Source extract
##########

From Raw Material to a Story That Sticks
So you've done the Life Excavation. You've got pages of raw material. Childhood stuff, college stuff, family stuff, moments that shaped you. Now comes the hard part.
You have to choose.
I keep coming back to this because I think it's the single most important thing in this whole process: everything you choose to write about means you're choosing to not write about something else. With deferred MBA essays, you're working with tight word counts. Stanford gives you about 650 words for "what matters most." Wharton gives you 350. HBS gives you maybe 900 across three prompts. You're not writing a novel. You're making brutal tradeoffs.
The instinct is to cram everything in. Immigration story AND startup AND mentorship work AND internship at Goldman AND childhood in Nigeria. And the result reads like a resume in paragraph form. No depth. No resonance. Just a list of things that happened.
The goal of this module is to help you pick the right things and leave the rest on the cutting room floor with confidence.

##########

Data segment
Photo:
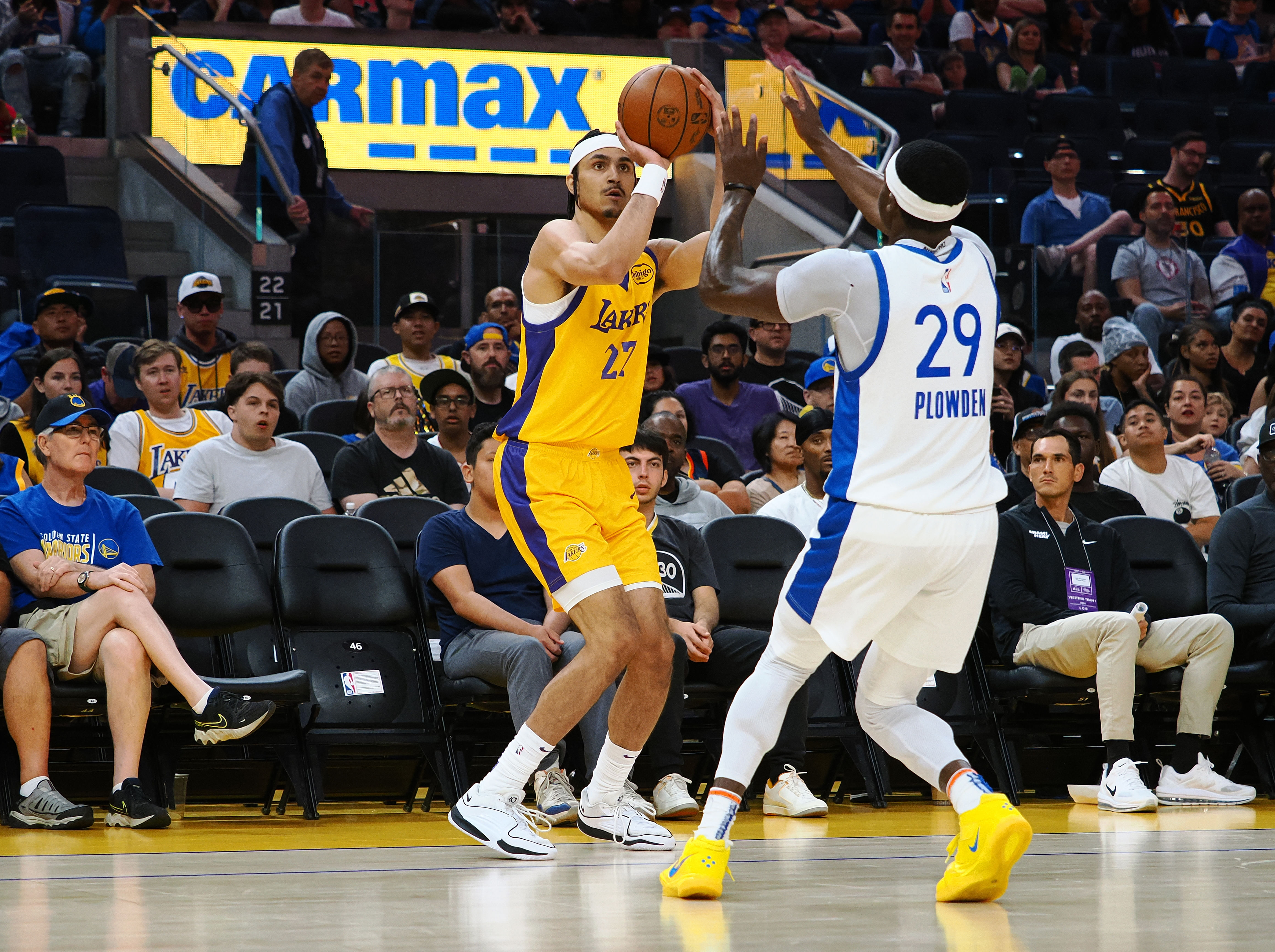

##########

Exercise instructions
Continue the guide on choosing material for deferred MBA essays from where it stops.

Result of the task
I actually think the word limits are a gift. They force you to commit. If Stanford gave you 5,000 words, you'd meander. 650 words means every sentence has to earn its spot.
Think of it like this. You have maybe 6 to 8 paragraphs. Each paragraph is a choice. If you spend a paragraph on your childhood medical emergency in Nigeria, that's a paragraph you can't spend on HeadStart. If you open with your parents' immigration story, you're not opening with the moment a student told you "you changed my family's life."
Neither choice is wrong. But they lead to very different essays. And the excavation is what gives you the clarity to make that call.
Every strong essay has a thesis. Not a topic. A thesis. There's a difference.